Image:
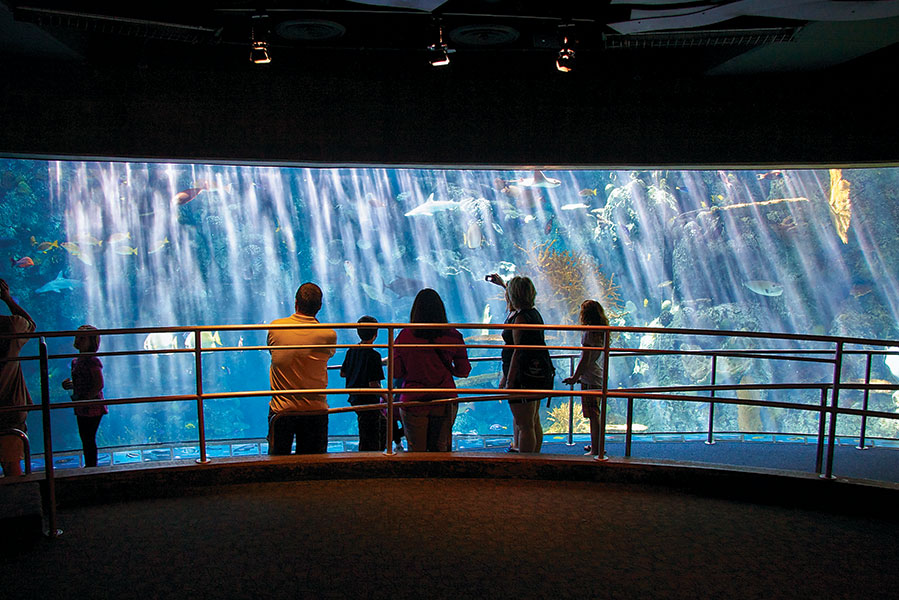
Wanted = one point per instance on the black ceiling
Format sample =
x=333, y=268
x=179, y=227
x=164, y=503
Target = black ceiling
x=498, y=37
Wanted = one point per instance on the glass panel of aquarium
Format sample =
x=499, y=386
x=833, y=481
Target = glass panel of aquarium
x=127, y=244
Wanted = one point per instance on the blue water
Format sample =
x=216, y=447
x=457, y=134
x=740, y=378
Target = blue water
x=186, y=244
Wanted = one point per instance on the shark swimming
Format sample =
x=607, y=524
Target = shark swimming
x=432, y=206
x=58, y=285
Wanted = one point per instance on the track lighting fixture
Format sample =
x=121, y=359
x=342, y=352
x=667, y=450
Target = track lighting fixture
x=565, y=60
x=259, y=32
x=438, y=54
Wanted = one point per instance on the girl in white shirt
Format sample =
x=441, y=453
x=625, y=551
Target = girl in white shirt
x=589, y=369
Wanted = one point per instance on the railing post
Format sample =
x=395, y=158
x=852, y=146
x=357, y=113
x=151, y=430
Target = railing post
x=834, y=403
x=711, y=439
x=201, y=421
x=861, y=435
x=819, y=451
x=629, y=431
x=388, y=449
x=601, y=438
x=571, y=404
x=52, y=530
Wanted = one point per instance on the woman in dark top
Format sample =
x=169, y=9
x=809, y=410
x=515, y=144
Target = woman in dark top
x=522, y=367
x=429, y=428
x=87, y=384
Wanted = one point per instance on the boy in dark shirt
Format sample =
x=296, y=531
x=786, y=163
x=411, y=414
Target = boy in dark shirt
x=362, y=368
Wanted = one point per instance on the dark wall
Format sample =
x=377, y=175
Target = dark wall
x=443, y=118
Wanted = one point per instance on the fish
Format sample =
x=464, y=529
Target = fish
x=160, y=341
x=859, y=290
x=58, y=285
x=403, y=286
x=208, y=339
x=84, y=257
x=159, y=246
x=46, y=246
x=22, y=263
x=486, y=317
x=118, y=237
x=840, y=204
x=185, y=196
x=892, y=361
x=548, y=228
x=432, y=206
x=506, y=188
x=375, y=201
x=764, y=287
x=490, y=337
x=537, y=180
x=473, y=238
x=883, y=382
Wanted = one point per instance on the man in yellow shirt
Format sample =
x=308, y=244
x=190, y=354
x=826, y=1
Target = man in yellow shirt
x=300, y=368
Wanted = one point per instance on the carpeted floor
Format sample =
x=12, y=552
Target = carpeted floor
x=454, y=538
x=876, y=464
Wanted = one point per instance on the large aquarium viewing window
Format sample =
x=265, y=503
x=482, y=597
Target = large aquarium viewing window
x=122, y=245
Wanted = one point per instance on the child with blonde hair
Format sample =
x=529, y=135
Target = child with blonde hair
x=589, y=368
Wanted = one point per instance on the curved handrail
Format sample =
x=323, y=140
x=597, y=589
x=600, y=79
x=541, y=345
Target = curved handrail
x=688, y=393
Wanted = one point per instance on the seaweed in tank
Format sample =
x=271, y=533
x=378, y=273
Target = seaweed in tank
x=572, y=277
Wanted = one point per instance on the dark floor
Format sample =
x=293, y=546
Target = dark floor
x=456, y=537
········
§ Prompt
Rescale the part of the items that opens with the line containing "Wanted = one point per instance on the child" and closes with the line containing "x=688, y=393". Give only those lines, including both end lines and the requests. Multiply each answer coordinate by 1.65 and round it to a whole number, rounding halves up, while leaving the format sample numbers unchanged.

§ Final result
Wanted = one point per instance on the child with blonde hair
Format sample =
x=529, y=135
Target = child with blonde hair
x=972, y=607
Wanted = one point per instance on the curved handrail
Format sample =
x=323, y=140
x=597, y=589
x=600, y=79
x=541, y=345
Target = curved handrail
x=1135, y=648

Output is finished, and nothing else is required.